A new microbrewery plans to start producing beer locally in a few months and others have expressed interest in following suit. City leaders say they hope to make Monrovia a destination for small-batch brewers.

Microbreweries abound in Los Angeles and they have sprouted up in the Inland Valley. In between, however, Stephen Kooshian and his business partners see an opportunity.

"The San Gabriel Valley has this void of microbreweries," Kooshian said, explaining why he and two friends decided to start brewing beer in Monrovia.

Kooshian is the president and brewmaster for Pacific Plate Brewing Co., a microbrewery at 1999 South Myrtle Avenue which could soon start brewing a host of different beers. If a permit from the state Department of Alcoholic Beverage Control comes through as expected, Kooshian said Pacific Plate could be serving their small-batch brews to tasting room customers as soon as mid-May.

"For the last year and a half, we've been putting it together piece by piece," Kooshian said. "It's definitely a labor of love."

Monrovia's planning commission has already granted Pacific Plate a conditional use permit to manufacture and sell beer and the company has received federal clearance as well. And according to Monrovia Community Development Director Steve Sizemore, more small breweries could soon follow suit.

Sizemore, a home brewer himself, said that Monrovia has identified microbreweries as a growth industry that could significantly contribute to the city's tax base if more brewers come to Monrovia and expand.

"When one gets established and two or three follow I think we’ll get a lot more interest in it," Sizemore said. "You're seeing a big expansion of craft breweries in America and you're seeing some of these brewers going from smaller operators to bigger operators. We can start some of these guys like an incubator type of business."

Another brewer has already expressed interest in joining Pacific Plate and applied for a permit to open a brewery at 130 E. Walnut Avenue. Financial complications have arisen, however, and the company--Monrovia Brewing Company--withdrew its application earlier this month. The company is still interested in other locations in the city, according to Monrovia's development blog.

If all goes well for Pacific Plate, the fledgling operation plans to start brewing in April. The company's one-barrel brewing system has the capacity to brew 31 gallons of beer at a time, and the brewing process takes about four weeks, Kooshian said.

About one-third of the 1,600 square-foot location on Myrtle will serve as Pacific Plate's tap room where customers can walk in during business hours and taste flights of beer or order pints.

Kooshian said his brewery will start by offering two lines of beers: traditional ales and lagers and a "specialty line" infused with Latin American ingredients. One example of the second line is a horchata stout, which combines an English-style stout with horchata ingredients like vanilla and cinnamon. The brewery also plans to produce a mango-flavored India Pale Ale and an agave-flavored wheat beer.

"We'll always be inventing new beers," Kooshian said. "Our philosophy is that there's nothing that can't go into a beer."

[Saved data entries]
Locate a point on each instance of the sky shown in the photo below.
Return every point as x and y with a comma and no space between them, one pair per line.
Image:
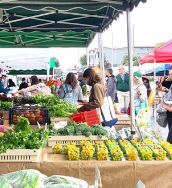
151,23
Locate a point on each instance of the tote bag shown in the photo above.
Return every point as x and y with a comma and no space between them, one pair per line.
107,113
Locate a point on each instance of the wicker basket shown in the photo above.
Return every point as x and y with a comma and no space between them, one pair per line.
21,155
75,139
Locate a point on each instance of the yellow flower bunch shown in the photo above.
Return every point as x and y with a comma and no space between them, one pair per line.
108,142
129,150
115,151
148,141
158,151
144,151
57,149
87,150
116,154
72,152
102,151
168,148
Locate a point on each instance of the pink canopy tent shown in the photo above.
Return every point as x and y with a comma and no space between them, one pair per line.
147,58
160,55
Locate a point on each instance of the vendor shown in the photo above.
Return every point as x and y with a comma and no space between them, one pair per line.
70,91
35,88
2,84
140,92
97,92
168,107
4,128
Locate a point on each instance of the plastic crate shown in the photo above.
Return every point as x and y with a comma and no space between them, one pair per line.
91,117
52,140
21,155
33,113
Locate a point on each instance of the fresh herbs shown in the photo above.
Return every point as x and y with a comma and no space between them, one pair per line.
5,105
73,128
24,137
56,106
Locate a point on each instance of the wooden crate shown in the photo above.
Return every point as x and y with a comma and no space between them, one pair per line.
75,139
123,120
21,155
53,120
5,114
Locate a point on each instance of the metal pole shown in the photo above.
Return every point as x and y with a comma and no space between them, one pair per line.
53,72
88,59
101,56
112,51
130,59
48,71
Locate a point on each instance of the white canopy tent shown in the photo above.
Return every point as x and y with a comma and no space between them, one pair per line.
24,59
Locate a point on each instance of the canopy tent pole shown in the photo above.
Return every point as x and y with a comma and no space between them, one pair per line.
101,56
48,71
130,61
112,51
87,54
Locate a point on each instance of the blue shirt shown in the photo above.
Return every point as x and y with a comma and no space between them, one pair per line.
2,89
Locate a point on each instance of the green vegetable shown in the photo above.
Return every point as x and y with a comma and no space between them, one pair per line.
56,106
5,105
23,138
4,183
23,125
73,128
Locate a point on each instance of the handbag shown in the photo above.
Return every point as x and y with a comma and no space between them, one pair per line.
161,117
168,96
107,113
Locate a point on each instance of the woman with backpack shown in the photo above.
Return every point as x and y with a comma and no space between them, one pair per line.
70,91
97,92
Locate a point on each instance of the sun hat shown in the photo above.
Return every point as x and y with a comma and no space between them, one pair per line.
137,74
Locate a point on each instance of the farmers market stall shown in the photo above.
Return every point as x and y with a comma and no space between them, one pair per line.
119,174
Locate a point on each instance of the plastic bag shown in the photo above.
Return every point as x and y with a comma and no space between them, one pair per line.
168,97
64,182
24,179
161,119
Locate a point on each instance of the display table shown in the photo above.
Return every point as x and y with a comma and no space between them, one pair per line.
123,122
114,174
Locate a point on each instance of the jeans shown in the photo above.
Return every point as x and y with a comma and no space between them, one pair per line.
169,138
123,98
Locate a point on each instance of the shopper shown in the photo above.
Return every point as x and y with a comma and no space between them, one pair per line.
123,88
168,107
140,93
35,88
70,91
111,85
97,92
23,85
12,86
3,89
4,128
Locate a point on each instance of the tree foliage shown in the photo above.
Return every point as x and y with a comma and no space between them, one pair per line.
83,60
57,63
135,60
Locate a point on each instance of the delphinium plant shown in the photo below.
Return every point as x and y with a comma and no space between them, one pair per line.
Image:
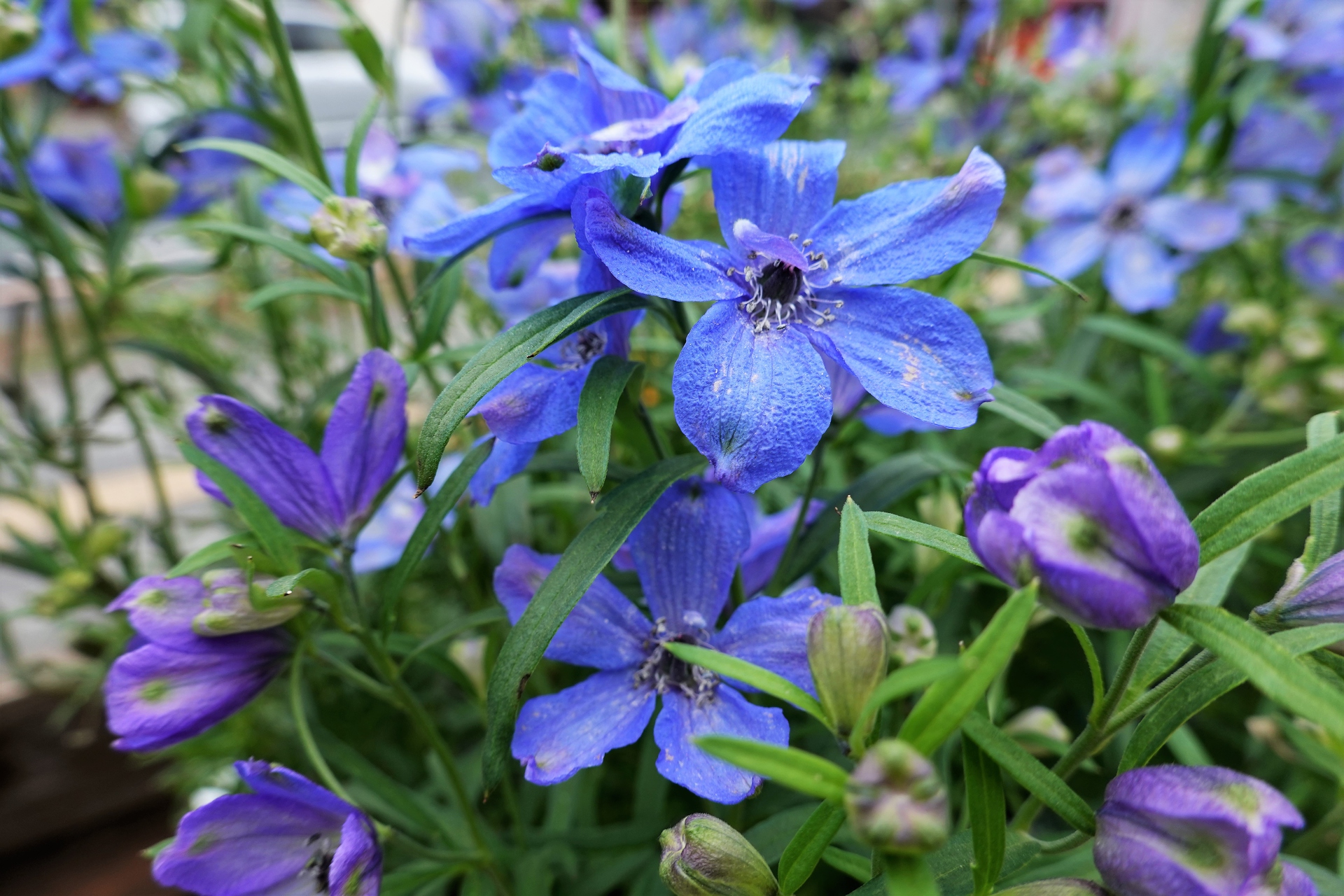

- [Task instructions]:
1/ Print, without alteration, the stretch of the Monrovia microbrewery article from "A new microbrewery" through "beer in Monrovia.".
2/ Continue the article about the Monrovia microbrewery from the point at which it ends.

- [Results for each task]:
1/
A new microbrewery plans to start producing beer locally in a few months and others have expressed interest in following suit. City leaders say they hope to make Monrovia a destination for small-batch brewers.

Microbreweries abound in Los Angeles and they have sprouted up in the Inland Valley. In between, however, Stephen Kooshian and his business partners see an opportunity.

"The San Gabriel Valley has this void of microbreweries," Kooshian said, explaining why he and two friends decided to start brewing beer in Monrovia.

2/
Jerry Baker February 21, 2013 at 03:06 PM
More bars sounds like the perfect compliment to the check cashing/payday loan centers and high density housing projects Monrovia has been attracting for the last few years. Compton had better watch out, Monrovia might just up and steal all of their businesses away from them.
Michael Lee February 21, 2013 at 04:17 PM
Jerry, a microbrewery is not a bar. Think Silverlake, Old Town Pasadena, and the Alhambra district, not Compton.
Jim February 21, 2013 at 08:37 PM
Nice! Good luck guys. Glad to see a craft brew place opening up close to home. :-)
Sandy Anderson February 21, 2013 at 11:08 PM
Just told my hubby, a beer connoisseur (in other words, he hasn't met a beer he doesn't like, haha). Just love those tasting rooms, always wonderful to try something new! Looking forward to it.
eddie gray February 22, 2013 at 01:38 AM
:D
B Ulm February 23, 2013 at 09:29 PM
This article definitely made me smile. When microbrews came on the scene when I was just out of college (sooo long ago), they taught me that beer could have huge flavor and style ranges and I also discovered that there were beers I really liked. I had never been thrilled with the taste of commercially made, flavorless (to my taste at least) pale ales that were all that was available for beer back then. I once had a chance to attend a brewmaster event where they all brought samples of their beers for small tastes and sharing. Thinking back on it – it was just like a wine tasting and reinforced just how much of an art beer making is with flavors coming from the hops, malts, type of yeast, brew style, etc. One of my favorite restaurants in Cleveland is the Great Lakes Brewing company. Its in an upscale district and crafts wonderful beers and excellent food. Actually, every microbrew I know of is in a nice location. To equate microbrews with Compton is almost too silly to comment on as inaccurate at the rest of the comment. I just assume the writer has no idea what a microbrew is. Welcome to Monrovia Pacific Plate Brewing Company. May you live long and prosper, and be the start of something big here!
rubberband April 26, 2013 at 08:19 PM
MMmmmmmmm...BEER.
Frank "frazgo" Zgonc June 30, 2013 at 01:53 PM
I agree with rubberband. Microbreweries can't hurt and it tastes good too. Most of the time. That horchata blend just sounds plain gross.